(Object location annotation data)
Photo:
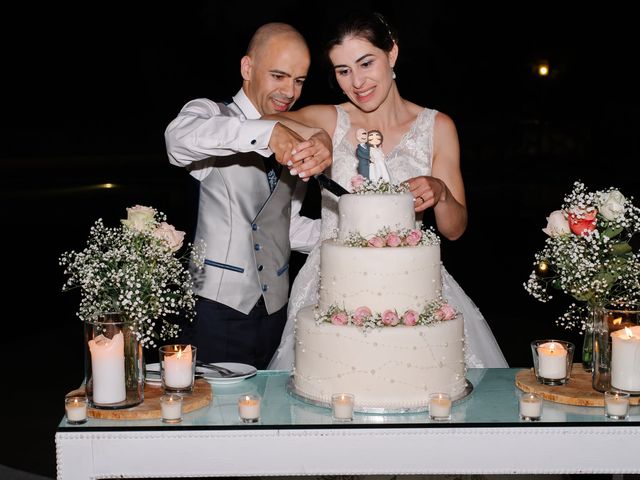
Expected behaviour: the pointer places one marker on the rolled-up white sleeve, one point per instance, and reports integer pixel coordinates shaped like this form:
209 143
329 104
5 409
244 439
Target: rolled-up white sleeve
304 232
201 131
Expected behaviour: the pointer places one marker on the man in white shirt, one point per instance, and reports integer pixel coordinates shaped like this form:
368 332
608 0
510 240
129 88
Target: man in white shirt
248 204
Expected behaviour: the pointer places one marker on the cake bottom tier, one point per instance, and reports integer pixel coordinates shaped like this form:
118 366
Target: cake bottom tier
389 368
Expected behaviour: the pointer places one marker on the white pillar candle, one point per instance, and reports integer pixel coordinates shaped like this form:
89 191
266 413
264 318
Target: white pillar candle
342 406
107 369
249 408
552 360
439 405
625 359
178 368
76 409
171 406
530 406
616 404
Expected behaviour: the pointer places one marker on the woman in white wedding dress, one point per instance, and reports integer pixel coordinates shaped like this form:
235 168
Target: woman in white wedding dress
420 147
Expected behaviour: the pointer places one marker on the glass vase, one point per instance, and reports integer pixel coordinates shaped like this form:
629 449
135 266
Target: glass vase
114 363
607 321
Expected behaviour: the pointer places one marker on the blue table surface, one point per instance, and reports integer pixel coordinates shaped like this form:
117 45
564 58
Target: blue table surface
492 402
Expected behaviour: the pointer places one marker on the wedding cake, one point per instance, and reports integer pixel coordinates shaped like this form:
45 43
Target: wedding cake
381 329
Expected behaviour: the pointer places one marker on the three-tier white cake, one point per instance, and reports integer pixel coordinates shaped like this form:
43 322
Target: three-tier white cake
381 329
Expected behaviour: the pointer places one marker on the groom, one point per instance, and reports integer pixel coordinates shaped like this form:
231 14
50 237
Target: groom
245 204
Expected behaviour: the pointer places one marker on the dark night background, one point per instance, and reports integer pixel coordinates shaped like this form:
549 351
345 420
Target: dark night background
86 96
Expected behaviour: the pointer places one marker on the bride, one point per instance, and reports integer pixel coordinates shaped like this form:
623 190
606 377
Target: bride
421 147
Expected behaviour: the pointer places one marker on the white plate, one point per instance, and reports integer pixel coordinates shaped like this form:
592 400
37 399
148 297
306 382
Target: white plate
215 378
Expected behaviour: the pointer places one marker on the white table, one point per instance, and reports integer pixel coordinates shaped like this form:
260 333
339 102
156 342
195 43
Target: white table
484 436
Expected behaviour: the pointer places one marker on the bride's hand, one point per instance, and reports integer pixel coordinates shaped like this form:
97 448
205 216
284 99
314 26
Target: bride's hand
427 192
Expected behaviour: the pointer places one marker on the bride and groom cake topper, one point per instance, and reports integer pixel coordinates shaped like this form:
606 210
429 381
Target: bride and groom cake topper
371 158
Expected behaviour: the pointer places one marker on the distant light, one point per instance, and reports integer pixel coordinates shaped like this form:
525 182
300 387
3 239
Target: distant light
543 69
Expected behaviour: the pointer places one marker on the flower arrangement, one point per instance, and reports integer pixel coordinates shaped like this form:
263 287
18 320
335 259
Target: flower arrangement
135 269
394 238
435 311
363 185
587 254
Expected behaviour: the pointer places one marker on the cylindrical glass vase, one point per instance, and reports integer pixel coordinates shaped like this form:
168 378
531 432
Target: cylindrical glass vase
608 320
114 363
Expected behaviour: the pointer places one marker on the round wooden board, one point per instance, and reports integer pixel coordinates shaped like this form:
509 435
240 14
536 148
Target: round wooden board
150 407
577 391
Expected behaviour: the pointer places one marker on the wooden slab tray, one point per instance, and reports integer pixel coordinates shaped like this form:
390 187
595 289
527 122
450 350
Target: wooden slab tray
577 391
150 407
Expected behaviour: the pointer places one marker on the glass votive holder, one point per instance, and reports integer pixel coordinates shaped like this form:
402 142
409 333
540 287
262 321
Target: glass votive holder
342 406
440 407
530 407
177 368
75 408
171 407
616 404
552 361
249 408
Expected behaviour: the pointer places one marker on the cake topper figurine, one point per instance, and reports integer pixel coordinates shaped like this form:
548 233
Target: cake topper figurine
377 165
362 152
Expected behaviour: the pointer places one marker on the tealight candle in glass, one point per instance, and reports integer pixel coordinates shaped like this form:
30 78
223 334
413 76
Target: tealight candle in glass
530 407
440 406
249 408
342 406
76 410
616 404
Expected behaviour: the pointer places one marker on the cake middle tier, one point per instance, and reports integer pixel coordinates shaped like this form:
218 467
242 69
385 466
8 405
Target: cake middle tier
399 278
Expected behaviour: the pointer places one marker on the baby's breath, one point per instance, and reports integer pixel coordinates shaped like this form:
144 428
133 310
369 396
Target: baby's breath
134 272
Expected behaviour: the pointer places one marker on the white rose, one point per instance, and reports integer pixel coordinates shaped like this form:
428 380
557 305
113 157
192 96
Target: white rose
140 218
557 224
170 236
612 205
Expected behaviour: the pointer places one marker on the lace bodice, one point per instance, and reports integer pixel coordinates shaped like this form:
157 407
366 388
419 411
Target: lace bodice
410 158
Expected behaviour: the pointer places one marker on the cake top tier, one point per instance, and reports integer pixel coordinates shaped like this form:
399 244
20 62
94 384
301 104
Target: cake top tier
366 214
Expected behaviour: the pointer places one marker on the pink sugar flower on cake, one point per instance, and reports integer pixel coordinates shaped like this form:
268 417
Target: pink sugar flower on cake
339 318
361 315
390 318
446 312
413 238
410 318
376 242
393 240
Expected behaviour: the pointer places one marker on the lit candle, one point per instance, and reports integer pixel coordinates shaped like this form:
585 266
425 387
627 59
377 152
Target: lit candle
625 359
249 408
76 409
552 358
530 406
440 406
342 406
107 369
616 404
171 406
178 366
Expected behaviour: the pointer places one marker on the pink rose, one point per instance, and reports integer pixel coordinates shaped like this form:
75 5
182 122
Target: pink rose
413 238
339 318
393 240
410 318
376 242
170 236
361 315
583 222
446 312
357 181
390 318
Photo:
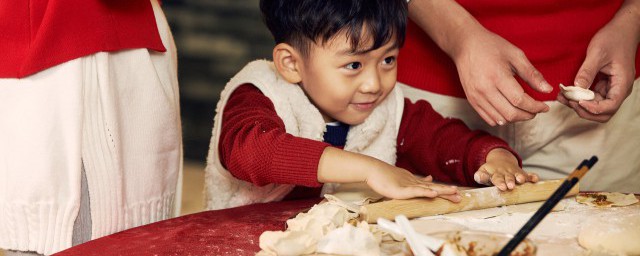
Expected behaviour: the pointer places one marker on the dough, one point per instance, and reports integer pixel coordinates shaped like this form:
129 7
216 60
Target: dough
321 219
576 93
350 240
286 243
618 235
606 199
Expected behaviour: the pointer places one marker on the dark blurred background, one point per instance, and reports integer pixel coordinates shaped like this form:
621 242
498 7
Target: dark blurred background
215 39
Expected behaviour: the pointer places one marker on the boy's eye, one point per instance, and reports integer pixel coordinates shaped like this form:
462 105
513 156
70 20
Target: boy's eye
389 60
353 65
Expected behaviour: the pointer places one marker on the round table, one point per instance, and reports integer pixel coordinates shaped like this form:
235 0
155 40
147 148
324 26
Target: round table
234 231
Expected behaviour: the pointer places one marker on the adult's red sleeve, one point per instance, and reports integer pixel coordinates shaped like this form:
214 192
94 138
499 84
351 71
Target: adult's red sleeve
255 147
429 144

__DESCRIPTION OF THE TASK__. Omit the pictures and reproduce the listing exactly.

__ANSWER TO THE PROBLEM__.
Photo:
Expected behaviour: the pointer places one marker on the rolled-up white sleeve, one point per instance, and reports integer pixel coordinates shaped like this form:
209 143
329 104
5 409
244 439
Target: rolled-up white sleeve
304 232
201 131
Expected behaviour: the pointer places one marker on the man in white shirt, one point per instance, and reports integer pixel coordinates shaped like this form:
368 332
608 0
510 240
129 88
Target: man in white shirt
248 204
Expected behaviour: the pointer places one marker on the cake bottom tier, one point per instance, and reports integer pixel coordinates shaped like this form:
118 366
Target: cake bottom tier
389 368
Expected behaviour: the pointer places one marker on the white pillar candle, one point per instance, and reports integer pixel coordinates shaped like this form:
89 191
266 413
264 318
Target: white pillar candle
342 406
107 369
249 408
552 360
439 405
625 359
178 368
76 409
171 406
530 406
616 404
Expected behaviour: the pointer places one marker on the woman in white wedding dress, one point per instance, and reports integer pixel coordinates shaped like this form:
235 168
Target: woman in white wedding dress
420 147
Expected behaviour: the pointer places one marker on the glass vase, one point per instance, and reports integer pixel coordinates shaped like this form:
629 449
135 266
Target: glass vase
114 363
607 321
Expected behaviour: the pointer places one marker on the blue table surface, one point per instance, and reports integer pixel coordinates shaped like this form:
117 45
564 58
Target: blue table surface
492 402
Expected behaviour: the pointer places one marker on the wedding cake, one point per instance, and reports integer pixel coordinates shaped like this form:
45 43
Target: wedding cake
381 329
Expected behaviour: the pointer places one marker on the three-tier white cake, one point per instance, and reports integer pixel coordinates shaped like this form:
43 322
Target: three-tier white cake
381 329
Expected behaviour: the pointer places one marker on the groom, one point per instance, and reports integer pixel coordinates shaped like this form:
231 14
50 237
Target: groom
245 204
Expected behaviour: the pointer places one marker on the dark night background, one point per instance, and reports integer pixel coordinates shaped like this form:
549 351
345 420
Target: dark night background
86 96
Expected behaviour: the pointer places one marker on the bride, one point per instance, and reports integer pixel coordinates shaped like this form:
623 190
606 377
Target: bride
421 147
Expected behaviour: the pointer places one marker on the white plate, one point per instance, and reports integer pixel coordinates shaped like this form:
592 400
37 399
148 297
306 382
Target: white plate
215 378
Expected behaviour: the pointer places one marker on the white table, one point per instance, and reports integer pixel coordinates shaped like this form:
260 333
339 102
156 342
195 43
Target: white table
484 436
Expected behaviour: the pointer places one marker on the bride's hand, one point per instance, and reports integer pixel coordinates shaped like this form:
97 448
205 216
284 99
314 26
Target: bride's hand
427 192
Expected behaviour: the pointer places one marker on the bride and groom cake topper, one point per instance, and reports integer pixel coordinates shaped like this form:
606 210
429 381
Target: bride and groom cake topper
371 158
Expected behaviour: the pointer places one marker on the distant light, one point per instance, and reports integer pixel coordinates shaped like this form:
525 182
300 387
3 239
Target: distant light
543 69
Expected behaviour: the pointer places one marker on the flower arrangement, one point per instance, and reports integer pixel coordinates shaped like this form:
263 287
18 320
335 259
Target: flower arrangement
135 269
394 238
435 311
363 185
587 254
Expected behaviour: the pointer places one marker on the cylindrical glass vase, one point per instance, and reports integer pixel coordinates shaped like this form:
168 378
531 432
Target: cylindrical glass vase
608 320
114 363
Expected behaviour: the pointer places one marker on the round wooden board, one point per instance, and reports integer pixel coordinates shaped like this form:
509 435
240 14
536 148
Target: round wooden board
150 407
577 391
Expected behaviour: the pointer places one marker on the wooden slab tray, one point per instance, and reports integer pixel coordinates shaped like this form:
390 187
595 289
527 122
450 350
Target: wooden slab tray
577 391
150 407
Expected behaviour: the pointer places one marker on the glass votive holder, one point per instance, and reports integer pixel coordinates shaped like this form:
402 142
409 333
540 287
262 321
Target: glass votive holder
342 406
440 407
530 407
177 368
75 408
171 407
616 404
552 361
249 408
Expected behaviour: the pointer places one marker on the cake topper figurine, one point per instance, and reports integer pixel coordinates shaped like this form:
548 233
Target: cake topper figurine
377 165
362 152
Expected behaviour: the pointer places one marker on the tealight candle in glass, one point per instance, and reports integer pixel coordinates shaped like this form:
30 78
223 334
413 76
Target: tealight candle in glass
530 407
440 406
249 408
342 406
76 410
616 404
Expected behaviour: the pointer places one marker on the cake middle tier, one point per instance, and reports integer pixel coordinates shaped like this form:
218 467
242 69
385 466
8 405
Target: cake middle tier
399 278
Expected behaviour: the pointer places one marker on the baby's breath, one point per instance, and reports integer pixel coordinates shaped like this form:
144 428
133 310
369 396
Target: baby's breath
134 272
Expected behaviour: the pointer places one marker on the white rose, one point per instance, and reports integer pixel coordinates shaped like this form:
428 380
557 305
113 157
192 96
Target: white rose
140 218
557 224
170 236
612 205
Expected behaviour: the pointer places one marker on the lace bodice, one point per instance, and reports integer pixel coordinates shaped like this form:
157 407
366 388
419 411
Target: lace bodice
410 158
Expected behaviour: the pointer places one marker on the cake top tier, one point per instance, and reports integer pixel coordinates shaped like this form:
399 244
20 62
94 384
301 104
Target: cake top tier
366 214
Expected behaviour: the pointer places one marker on the pink sugar flower on cake, one point per instance, and reports integer pixel coordinates shaped like this form:
268 417
Target: pink sugar flower on cake
339 318
361 315
390 318
446 312
413 238
410 318
376 242
393 240
Expected behaviour: the pointer places one marker on the lit candle, one point per instance, and reports integer pixel coordinates shaped like this form:
585 266
425 387
627 59
377 152
Target: lit candle
625 359
249 408
76 409
552 358
530 406
440 406
342 406
107 369
616 404
171 406
178 366
Expected behaviour: the pointer places one marker on the pink rose, one point per instance, and reports integer pixel coordinates shaped like this form:
75 5
182 122
Target: pink rose
413 238
339 318
393 240
410 318
376 242
170 236
361 315
583 222
446 312
357 181
390 318
Photo:
Expected behaviour: the pointer places one marker on the dough, one point per instance, and reports integer pixel coordinates shaped like this form:
129 7
216 60
Target: dough
321 219
576 93
350 240
286 243
618 235
606 199
Expected behaviour: the pointer places one marker on the dark blurred background, one point per instance, and reports integer pixel coordinates shaped like this form:
621 242
498 7
Target: dark blurred background
215 39
Expected behaviour: the pointer places one marker on the boy's eye, one point per instance, and reports integer pixel coordinates shaped like this form:
462 105
513 156
70 20
Target: boy's eye
389 60
353 65
Expected behaviour: the pointer places one marker on the round table, one point per instance, and reports integer pixel coordinates shaped like this form:
235 0
155 40
147 148
324 26
Target: round table
234 231
Expected behaviour: the pointer places one marker on the adult's red sleeve, one point per instance, and reports integer pixel coordinates shaped like this form:
214 192
94 138
499 84
351 71
Target: adult's red sleeve
255 147
429 144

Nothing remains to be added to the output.